PAGE:
_ _ _ _ _ _ _

My Kind of Country

Country music from a fan's point of view since 2008

Tag Archives: Mary Sharon Rice

Album Review: Janie Fricke – ‘Labor of Love’

Like most other veteran acts, Janie Fricke was struggling to remain commercially relevant as the 1980s drew to a close. After scoring her final #1 hit, “Always Have, Always Will” in 1986, she suffered a sharp decline in her chart success, from which she never recovered. Although she had shifted to a more traditional sound, Labor of Love, her major label swan song, still had its share of songs that were more pop-leaning than radio was interested in at the time.

Two singles were released from the album – ironically the two weakest songs on the disc and neither one reached the Top 40. “Love Is One of Those Words”, from the usually reliable songwriting team of Holly Dunn, Tom Shapiro and Chris Waters, is a rather lackluster synthesizer-heavy ballad that was completely out of step with the more traditional fare being offered on radio. It peaked at #56. The second single was the Dave Loggins composition “Give ‘em My Number” which is probably my least favorite single of Fricke’s career. It attempts to be bluesy and sassy, and while she skillfully pulled off that style a few years earlier with “Always Have, Always Will” this time around her performance seems forced and the song just does not work for her. It charted a little higher than “Love Is One of Those Words”, landing at #43. It would be Janie’s final single for Columbia Records. Fortunately, the rest of the album is much better. It’s tempting to point fingers at the label for choosing the wrong singles but even if they had made different choices, it likely would have made little difference. Radio had moved on to newer artists and was finished with Janie Fricke, no matter what kind of musical choices she made.

_ _ _ _ _ _ _

WHAT THE EXERCISE ASKS: According to the album review, what chart position did "Love Is One of Those Words" reach? The listing after this point is separate material and has no connection to the album review.

[Records]
_ _ _ _ _ _ _

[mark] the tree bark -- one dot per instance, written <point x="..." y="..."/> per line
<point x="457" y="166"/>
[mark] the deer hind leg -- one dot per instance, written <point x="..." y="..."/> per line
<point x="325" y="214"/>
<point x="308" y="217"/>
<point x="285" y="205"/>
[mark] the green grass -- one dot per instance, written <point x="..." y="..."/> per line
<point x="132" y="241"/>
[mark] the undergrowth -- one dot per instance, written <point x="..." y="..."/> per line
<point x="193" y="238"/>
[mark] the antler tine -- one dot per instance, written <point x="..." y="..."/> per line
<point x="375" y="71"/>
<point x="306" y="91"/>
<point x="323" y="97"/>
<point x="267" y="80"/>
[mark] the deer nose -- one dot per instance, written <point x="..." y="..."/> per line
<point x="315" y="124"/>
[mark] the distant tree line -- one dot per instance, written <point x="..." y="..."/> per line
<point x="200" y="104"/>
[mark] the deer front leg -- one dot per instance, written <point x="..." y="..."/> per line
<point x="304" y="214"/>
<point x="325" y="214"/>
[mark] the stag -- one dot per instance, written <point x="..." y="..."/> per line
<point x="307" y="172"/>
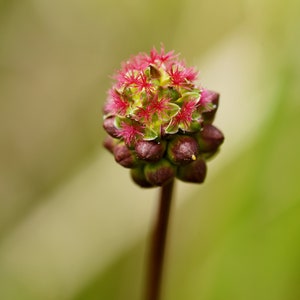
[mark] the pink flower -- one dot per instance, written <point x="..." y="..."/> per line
<point x="160" y="120"/>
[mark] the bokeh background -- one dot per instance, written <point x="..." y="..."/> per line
<point x="72" y="224"/>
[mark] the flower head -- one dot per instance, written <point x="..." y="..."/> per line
<point x="155" y="99"/>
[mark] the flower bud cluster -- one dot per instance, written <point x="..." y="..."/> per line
<point x="159" y="121"/>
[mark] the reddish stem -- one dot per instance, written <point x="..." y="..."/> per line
<point x="157" y="254"/>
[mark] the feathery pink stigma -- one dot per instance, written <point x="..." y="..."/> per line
<point x="159" y="106"/>
<point x="130" y="132"/>
<point x="116" y="104"/>
<point x="184" y="116"/>
<point x="143" y="83"/>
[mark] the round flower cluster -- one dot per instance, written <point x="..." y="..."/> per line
<point x="159" y="120"/>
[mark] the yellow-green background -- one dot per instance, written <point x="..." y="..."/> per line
<point x="73" y="225"/>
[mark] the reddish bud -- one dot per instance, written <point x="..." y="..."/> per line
<point x="182" y="150"/>
<point x="159" y="173"/>
<point x="150" y="150"/>
<point x="195" y="172"/>
<point x="124" y="156"/>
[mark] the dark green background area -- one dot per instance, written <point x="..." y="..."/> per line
<point x="234" y="237"/>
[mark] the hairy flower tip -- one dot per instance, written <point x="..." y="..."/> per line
<point x="210" y="103"/>
<point x="124" y="156"/>
<point x="159" y="119"/>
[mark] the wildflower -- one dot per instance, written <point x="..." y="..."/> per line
<point x="159" y="120"/>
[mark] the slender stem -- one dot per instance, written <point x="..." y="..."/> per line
<point x="156" y="259"/>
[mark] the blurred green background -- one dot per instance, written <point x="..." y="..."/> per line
<point x="72" y="224"/>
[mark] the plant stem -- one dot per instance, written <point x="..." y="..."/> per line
<point x="156" y="259"/>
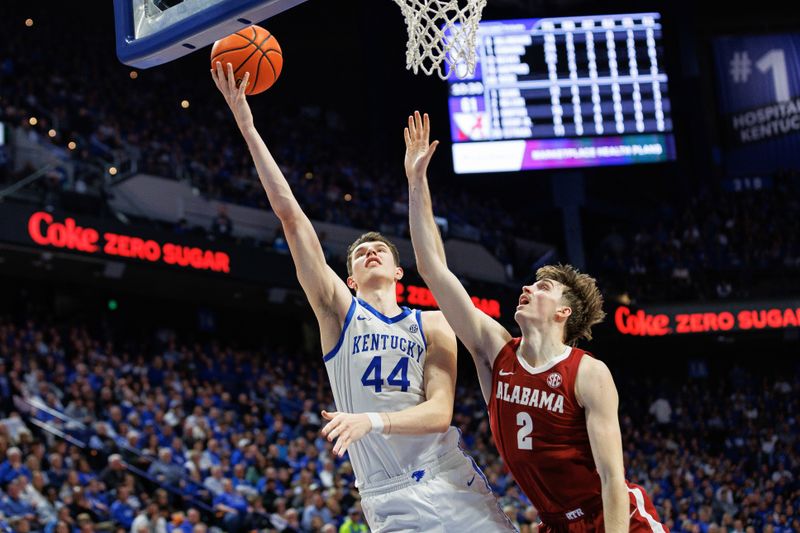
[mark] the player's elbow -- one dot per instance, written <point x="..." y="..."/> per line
<point x="440" y="422"/>
<point x="612" y="479"/>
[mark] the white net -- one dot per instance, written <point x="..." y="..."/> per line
<point x="441" y="35"/>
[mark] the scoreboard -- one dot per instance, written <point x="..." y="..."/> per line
<point x="563" y="92"/>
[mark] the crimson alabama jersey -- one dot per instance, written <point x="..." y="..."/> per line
<point x="540" y="431"/>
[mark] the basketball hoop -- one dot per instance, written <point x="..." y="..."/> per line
<point x="441" y="35"/>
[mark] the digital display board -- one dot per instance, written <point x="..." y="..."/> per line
<point x="563" y="92"/>
<point x="758" y="84"/>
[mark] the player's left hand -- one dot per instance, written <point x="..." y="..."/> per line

_ _ _ _ _ _ _

RESPONSE FOR THIS EXERCISE: It peaked at #56.